» Task:
After finding the line that contains "of the navy" in the material below, print that line and all subsequent lines exactly, up to and including the last.
..........
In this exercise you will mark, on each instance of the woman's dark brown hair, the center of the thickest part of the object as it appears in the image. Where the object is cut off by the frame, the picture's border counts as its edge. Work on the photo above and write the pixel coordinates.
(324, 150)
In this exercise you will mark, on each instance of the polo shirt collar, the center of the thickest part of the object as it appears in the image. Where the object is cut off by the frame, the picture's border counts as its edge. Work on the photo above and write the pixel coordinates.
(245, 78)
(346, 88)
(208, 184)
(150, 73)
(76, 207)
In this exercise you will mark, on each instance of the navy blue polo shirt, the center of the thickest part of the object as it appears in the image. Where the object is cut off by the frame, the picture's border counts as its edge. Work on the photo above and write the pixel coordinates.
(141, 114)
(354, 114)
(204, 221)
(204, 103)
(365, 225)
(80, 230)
..........
» Reply:
In this exercise you will mark, on each instance of the navy blue polo shirt, the center of the thickest part of the object as it appears in the image. Where the object is cut off by the frame, the picture's border counts as its edge. Work on the photo above and write the pixel coordinates.
(141, 114)
(354, 114)
(204, 221)
(204, 103)
(365, 225)
(80, 230)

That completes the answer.